#### Work to be completed:
Make an exact copy of the entries below and leave any picture out of it.

#### Materials provided:
***

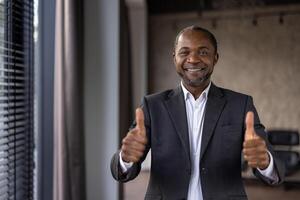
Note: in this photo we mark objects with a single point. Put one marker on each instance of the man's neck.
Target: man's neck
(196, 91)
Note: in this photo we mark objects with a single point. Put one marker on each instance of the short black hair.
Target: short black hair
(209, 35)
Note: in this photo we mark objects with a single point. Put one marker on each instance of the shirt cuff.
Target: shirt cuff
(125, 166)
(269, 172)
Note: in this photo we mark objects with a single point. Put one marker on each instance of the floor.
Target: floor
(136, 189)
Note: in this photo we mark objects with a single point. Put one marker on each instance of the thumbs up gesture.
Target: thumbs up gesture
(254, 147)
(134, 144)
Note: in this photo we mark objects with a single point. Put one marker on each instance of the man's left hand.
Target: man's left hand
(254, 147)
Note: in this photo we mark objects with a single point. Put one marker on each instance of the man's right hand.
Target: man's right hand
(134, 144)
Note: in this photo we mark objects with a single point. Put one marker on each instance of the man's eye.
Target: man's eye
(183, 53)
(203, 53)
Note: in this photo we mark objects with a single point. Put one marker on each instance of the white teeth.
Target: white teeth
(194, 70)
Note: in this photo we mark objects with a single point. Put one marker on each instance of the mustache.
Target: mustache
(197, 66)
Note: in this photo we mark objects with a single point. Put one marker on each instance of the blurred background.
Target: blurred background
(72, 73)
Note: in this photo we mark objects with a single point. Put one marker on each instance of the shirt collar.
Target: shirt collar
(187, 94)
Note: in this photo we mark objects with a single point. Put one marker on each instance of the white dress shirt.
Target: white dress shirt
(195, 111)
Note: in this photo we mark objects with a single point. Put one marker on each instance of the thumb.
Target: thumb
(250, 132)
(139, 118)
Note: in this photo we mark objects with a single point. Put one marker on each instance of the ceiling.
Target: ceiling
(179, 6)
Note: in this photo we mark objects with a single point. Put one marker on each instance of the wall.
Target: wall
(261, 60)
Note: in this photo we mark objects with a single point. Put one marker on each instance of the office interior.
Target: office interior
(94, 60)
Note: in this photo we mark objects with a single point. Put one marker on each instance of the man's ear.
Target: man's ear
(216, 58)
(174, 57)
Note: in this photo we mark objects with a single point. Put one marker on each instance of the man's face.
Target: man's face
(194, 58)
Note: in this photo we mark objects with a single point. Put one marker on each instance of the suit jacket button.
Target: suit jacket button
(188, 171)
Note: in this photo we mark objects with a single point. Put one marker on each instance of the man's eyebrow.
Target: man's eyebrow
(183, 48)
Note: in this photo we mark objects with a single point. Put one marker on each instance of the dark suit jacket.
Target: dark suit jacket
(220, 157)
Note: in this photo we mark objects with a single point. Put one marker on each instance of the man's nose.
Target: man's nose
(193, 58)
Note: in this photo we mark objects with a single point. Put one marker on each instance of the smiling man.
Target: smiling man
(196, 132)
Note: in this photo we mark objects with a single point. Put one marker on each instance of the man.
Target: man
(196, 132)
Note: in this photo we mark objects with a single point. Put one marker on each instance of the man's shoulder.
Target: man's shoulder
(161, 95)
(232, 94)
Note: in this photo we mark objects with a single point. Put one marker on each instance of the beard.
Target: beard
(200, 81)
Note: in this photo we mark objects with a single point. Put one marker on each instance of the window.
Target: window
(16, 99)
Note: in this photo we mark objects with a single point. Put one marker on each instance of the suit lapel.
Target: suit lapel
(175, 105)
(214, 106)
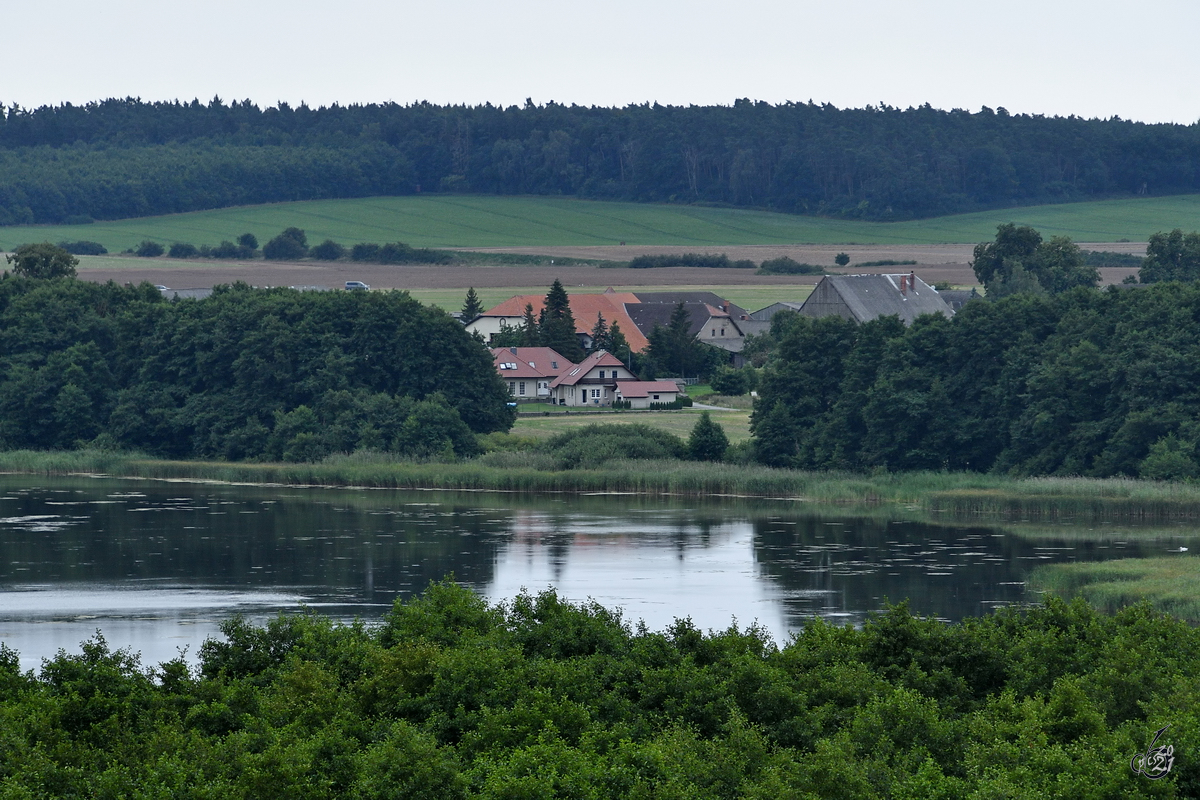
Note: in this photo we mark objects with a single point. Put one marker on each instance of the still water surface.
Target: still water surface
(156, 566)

***

#### Answer box:
Note: in this photo we mark objects with a single point. Put one marker on each instance of the man's neck.
Target: man's neck
(196, 91)
Note: in this photo we mark objects with a single point. Put one marker on each instance of the short black hair.
Target: short black hair
(209, 35)
Note: in this photo we mark objects with a single point. Put one marker on each instance of the shirt cuff.
Target: shirt cuff
(125, 166)
(269, 172)
Note: in this photo we mark objects with a single point. Put one marker on each instance of the floor.
Target: floor
(136, 189)
Note: in this photo we mark objects with a single point. Put one marker on each instance of the thumbs up gesture.
Target: thumbs up gesture
(254, 147)
(134, 144)
Note: in this photo we mark objects with a single point. Put one marker on each instance of the man's left hand.
Target: man's left hand
(254, 147)
Note: in this photo we mark objects with a single point. Put one marker on each instance of the man's right hand.
Target: man's right hand
(134, 144)
Note: in this photo we mark objects with a single point. Put one marker on each instance of the man's eye.
Target: man's eye
(183, 53)
(203, 53)
Note: in this photo we mark objects with a single point. Put one marker on each instance of the white teeth.
Target: white teeth
(194, 70)
Note: in this photo we mark objects with a single point. Put one marker on each instance of the mustache.
Target: mustache
(197, 66)
Note: in this photo we mark objects with a single point. Put one marker on each instance of the blurred background.
Target: blurred background
(72, 73)
Note: in this photo we mark objects with a single point. Put one marker on each instance of the shirt collar.
Target: shirt collar
(187, 94)
Note: in this photo we mark objects with a single point. Put one marker on each instance of the white dress shirt.
Target: white dress shirt
(195, 111)
Note: in this photo we mark objects with a single point. Put one marker on each instance of the thumb.
Target: thumb
(250, 132)
(139, 118)
Note: in this photo we mark objects with a single point. Put one marker on each instance of the ceiling.
Target: ceiling
(179, 6)
Note: in this photo we mark objects with a single point. Put one marker on each instance of the wall.
Target: wall
(261, 60)
Note: in this photo we mark objects with a single point. Put one marker on each instance of the office interior.
Target: office interior
(94, 60)
Note: in this photo we mark objects with a single point. Put one marker on each instance of the man's ear.
Target: man's ear
(216, 58)
(174, 57)
Note: in this photo we mark objects with a single point. Put one marker on each instance of the man's face.
Target: man's face
(194, 58)
Note: in this photo we mark objects with a single point. Put one marker on each instance of the suit jacket button.
Target: suit jacket button
(188, 171)
Note: in this photo we mark objects with a single point. Put one marker on each instance of the man's eyebrow.
Target: man's eyebrow
(183, 48)
Note: in this photo we mark objects with a single point. Put one marker on each instance of the dark suit jacket.
Target: dark suit jacket
(220, 157)
Note: in this photo we mark objects with a single point. Put one marker on each instance of the man's nose.
Target: man's nose
(193, 58)
Note: in this photo we mark objects with a single point. Put one marker on each instance of the smiling man.
Target: smiling man
(196, 132)
Note: in this photo we mark objects with a single point. Put one marker on each instance of the man.
Target: man
(196, 132)
Note: in this photo we mark objects with a single point. Put one marker on each instance of the man's shoulder.
Target: man's shoulder
(161, 95)
(232, 94)
Note: in this photo we mark objects with a single point. Put one marker on each instance of the beard.
Target: beard
(200, 81)
Note: in this photo we mark objects with a single point. Put one marker on each instance of the window.
Target: window
(16, 99)
Note: in this photo we mark objects with a single point. Put one marker on each instance of the suit lapel.
Target: suit lapel
(175, 105)
(214, 106)
Note: in this photo we mark objects with a single point. Put one marker on each instance of the still water surface.
Target: still water surface
(156, 566)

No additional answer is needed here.